● **LISTED RECORDS**
..............................

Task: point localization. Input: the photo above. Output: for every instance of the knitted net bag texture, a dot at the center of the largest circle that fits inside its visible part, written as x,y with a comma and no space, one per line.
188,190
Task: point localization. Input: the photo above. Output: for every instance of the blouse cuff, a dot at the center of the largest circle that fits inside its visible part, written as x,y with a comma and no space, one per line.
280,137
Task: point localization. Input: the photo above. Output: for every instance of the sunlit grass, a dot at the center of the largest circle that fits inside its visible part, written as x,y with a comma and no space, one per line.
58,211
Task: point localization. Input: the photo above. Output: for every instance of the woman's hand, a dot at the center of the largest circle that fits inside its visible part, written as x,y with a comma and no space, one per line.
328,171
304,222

..............................

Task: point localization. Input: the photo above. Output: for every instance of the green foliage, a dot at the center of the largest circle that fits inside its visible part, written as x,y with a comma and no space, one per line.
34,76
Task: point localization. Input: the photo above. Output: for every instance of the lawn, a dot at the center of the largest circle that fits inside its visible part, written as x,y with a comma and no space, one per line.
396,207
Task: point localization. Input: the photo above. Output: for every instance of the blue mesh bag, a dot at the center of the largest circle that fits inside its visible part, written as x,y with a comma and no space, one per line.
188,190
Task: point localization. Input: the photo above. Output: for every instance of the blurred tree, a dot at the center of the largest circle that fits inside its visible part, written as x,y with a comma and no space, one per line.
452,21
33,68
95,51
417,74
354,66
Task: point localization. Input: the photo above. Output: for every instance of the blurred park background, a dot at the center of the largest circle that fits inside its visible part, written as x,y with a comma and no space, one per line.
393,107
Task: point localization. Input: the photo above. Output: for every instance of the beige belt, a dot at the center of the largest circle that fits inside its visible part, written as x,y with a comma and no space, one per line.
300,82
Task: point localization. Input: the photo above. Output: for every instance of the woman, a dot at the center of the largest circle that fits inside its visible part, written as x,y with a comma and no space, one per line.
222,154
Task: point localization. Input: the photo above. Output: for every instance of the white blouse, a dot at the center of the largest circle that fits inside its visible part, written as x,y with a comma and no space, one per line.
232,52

..............................

● **WHAT THIS TASK INVOLVES**
How many lines of the listing above contain the string "texture"? Case counts. Reply with the number only.

● **EXERCISE OUTPUT**
1